=== WHAT NEEDS TO BE DONE ===
Give again the entries below exactly, beginning at the first line and ending at the line with "Query: white window frame".

[MATERIAL FOR THIS TASK]

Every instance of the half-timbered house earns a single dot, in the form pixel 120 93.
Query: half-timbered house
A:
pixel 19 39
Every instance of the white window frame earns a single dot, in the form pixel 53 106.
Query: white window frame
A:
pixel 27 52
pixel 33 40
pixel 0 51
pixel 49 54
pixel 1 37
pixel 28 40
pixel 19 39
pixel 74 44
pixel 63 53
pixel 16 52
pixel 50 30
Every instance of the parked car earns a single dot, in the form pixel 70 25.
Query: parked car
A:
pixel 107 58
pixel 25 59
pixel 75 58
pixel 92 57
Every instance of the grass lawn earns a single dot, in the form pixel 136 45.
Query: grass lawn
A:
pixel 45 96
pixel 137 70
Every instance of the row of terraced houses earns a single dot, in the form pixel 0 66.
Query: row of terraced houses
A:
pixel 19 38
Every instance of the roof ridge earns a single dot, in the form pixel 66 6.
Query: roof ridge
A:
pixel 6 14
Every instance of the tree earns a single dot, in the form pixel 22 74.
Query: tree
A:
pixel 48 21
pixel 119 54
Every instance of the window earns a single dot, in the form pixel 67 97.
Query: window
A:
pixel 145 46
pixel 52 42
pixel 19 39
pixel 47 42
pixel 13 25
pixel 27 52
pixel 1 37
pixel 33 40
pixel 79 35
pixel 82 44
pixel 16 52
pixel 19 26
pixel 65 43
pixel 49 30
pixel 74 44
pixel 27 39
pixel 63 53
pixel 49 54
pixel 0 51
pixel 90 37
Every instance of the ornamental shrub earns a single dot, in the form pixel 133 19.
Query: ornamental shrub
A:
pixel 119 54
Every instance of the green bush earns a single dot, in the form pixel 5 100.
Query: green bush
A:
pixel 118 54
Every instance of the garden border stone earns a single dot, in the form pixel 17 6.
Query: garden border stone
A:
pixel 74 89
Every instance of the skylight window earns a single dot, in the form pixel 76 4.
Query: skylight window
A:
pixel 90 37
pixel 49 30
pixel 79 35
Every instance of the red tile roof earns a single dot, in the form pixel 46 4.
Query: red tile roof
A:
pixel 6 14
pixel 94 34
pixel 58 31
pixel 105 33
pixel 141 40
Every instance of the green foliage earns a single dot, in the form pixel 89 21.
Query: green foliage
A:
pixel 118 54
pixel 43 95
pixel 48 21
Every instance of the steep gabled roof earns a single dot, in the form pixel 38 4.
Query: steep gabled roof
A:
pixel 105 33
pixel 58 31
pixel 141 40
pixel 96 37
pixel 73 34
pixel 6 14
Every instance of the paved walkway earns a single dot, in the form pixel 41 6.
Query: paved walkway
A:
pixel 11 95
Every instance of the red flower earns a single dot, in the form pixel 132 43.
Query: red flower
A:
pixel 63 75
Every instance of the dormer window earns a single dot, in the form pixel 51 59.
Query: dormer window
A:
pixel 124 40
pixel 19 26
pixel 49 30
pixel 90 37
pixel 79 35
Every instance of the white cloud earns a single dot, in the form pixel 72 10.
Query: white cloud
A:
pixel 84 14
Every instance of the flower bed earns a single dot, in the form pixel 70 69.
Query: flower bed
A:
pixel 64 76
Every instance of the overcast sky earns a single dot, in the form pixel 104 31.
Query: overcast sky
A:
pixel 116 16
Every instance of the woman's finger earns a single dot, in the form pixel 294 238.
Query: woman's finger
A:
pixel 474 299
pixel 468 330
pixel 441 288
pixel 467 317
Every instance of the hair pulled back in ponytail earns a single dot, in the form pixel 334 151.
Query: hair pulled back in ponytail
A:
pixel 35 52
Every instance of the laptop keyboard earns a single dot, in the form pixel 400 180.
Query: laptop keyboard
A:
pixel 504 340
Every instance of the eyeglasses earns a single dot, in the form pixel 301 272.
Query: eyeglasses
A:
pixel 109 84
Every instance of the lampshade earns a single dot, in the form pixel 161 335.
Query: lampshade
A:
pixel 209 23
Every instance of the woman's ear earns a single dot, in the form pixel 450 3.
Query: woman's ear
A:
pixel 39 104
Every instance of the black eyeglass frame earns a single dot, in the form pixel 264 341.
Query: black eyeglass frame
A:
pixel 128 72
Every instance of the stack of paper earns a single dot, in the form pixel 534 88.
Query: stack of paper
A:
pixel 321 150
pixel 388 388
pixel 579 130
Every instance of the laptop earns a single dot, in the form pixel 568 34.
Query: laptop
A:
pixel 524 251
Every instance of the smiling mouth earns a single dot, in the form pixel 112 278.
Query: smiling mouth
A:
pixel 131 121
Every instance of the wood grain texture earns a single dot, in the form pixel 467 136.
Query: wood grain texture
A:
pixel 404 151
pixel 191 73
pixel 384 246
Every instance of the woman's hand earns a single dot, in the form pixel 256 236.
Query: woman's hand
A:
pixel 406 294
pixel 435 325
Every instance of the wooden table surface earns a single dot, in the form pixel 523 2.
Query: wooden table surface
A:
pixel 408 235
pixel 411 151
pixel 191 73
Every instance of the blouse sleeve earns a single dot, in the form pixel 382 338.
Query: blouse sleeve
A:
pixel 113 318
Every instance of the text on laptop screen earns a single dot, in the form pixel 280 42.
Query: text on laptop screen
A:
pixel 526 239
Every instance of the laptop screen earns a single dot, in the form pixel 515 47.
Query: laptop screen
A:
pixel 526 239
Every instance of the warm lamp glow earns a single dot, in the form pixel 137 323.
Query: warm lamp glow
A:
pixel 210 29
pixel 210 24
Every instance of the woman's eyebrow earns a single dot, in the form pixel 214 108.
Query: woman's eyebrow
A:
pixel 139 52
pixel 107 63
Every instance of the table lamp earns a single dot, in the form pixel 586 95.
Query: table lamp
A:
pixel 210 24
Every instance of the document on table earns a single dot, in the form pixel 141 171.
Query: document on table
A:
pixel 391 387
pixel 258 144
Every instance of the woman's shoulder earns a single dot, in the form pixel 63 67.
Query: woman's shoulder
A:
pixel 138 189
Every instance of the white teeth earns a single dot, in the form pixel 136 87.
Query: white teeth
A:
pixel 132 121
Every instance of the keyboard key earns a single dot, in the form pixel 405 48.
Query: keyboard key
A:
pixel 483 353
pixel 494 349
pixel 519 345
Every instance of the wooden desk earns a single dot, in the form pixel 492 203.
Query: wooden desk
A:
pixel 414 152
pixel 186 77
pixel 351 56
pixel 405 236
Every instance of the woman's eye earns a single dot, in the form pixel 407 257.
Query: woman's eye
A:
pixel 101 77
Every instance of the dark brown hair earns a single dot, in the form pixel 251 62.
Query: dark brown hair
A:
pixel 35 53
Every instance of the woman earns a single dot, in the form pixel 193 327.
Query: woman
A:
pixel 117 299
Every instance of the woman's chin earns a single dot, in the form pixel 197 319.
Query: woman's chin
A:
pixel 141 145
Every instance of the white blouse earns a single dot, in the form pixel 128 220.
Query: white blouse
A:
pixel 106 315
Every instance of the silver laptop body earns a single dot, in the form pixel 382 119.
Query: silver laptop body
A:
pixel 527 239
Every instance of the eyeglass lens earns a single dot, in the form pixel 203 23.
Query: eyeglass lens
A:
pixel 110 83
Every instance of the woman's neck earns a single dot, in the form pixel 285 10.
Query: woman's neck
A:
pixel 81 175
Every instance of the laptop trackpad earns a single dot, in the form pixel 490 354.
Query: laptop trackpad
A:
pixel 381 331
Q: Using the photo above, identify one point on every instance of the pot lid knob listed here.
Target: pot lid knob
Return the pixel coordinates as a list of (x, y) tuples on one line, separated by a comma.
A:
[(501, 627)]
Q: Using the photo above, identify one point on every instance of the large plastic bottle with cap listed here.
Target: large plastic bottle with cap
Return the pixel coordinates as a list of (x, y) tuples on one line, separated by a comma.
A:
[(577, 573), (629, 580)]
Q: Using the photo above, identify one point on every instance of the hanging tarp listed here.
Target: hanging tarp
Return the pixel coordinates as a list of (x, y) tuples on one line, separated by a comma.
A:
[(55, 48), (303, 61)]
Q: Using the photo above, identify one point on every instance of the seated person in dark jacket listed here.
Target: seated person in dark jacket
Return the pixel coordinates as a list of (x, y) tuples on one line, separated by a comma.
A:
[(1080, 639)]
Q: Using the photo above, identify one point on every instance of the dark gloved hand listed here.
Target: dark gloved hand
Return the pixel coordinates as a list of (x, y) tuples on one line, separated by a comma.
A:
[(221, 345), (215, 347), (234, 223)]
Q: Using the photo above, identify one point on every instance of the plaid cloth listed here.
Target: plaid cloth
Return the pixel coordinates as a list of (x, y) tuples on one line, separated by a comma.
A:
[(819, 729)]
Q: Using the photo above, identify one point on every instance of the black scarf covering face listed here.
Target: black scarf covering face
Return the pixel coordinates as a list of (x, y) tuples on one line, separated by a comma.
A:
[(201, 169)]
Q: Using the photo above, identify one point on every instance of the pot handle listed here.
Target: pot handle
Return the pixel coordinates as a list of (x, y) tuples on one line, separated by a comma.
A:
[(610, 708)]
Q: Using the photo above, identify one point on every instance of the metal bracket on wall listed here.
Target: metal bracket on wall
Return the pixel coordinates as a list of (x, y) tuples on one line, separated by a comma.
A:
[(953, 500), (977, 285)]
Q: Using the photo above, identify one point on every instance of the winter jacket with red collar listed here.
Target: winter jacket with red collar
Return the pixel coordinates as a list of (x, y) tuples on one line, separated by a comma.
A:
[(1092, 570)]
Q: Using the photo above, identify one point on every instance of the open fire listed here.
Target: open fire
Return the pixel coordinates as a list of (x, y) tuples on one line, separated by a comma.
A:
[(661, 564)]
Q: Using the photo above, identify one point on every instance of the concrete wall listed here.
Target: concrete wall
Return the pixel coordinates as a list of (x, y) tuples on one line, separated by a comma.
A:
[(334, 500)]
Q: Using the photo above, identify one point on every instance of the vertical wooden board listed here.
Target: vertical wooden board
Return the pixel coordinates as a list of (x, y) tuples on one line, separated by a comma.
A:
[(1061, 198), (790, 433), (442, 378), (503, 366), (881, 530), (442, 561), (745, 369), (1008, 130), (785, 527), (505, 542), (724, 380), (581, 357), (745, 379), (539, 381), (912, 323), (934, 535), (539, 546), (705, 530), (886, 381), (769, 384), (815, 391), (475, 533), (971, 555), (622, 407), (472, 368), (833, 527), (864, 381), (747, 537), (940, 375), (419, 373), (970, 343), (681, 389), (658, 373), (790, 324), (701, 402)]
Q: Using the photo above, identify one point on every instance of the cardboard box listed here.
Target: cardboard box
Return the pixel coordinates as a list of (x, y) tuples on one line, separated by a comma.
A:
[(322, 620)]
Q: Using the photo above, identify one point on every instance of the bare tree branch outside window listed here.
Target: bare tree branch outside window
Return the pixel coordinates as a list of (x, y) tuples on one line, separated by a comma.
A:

[/MATERIAL FOR THIS TASK]

=== ANSWER SECTION ===
Every instance of the half-timbered house earns a single dot, in the form pixel 120 93.
Query: half-timbered house
A:
pixel 19 39
Every instance of the white window frame earns a single dot, in the form pixel 53 106.
Query: white window frame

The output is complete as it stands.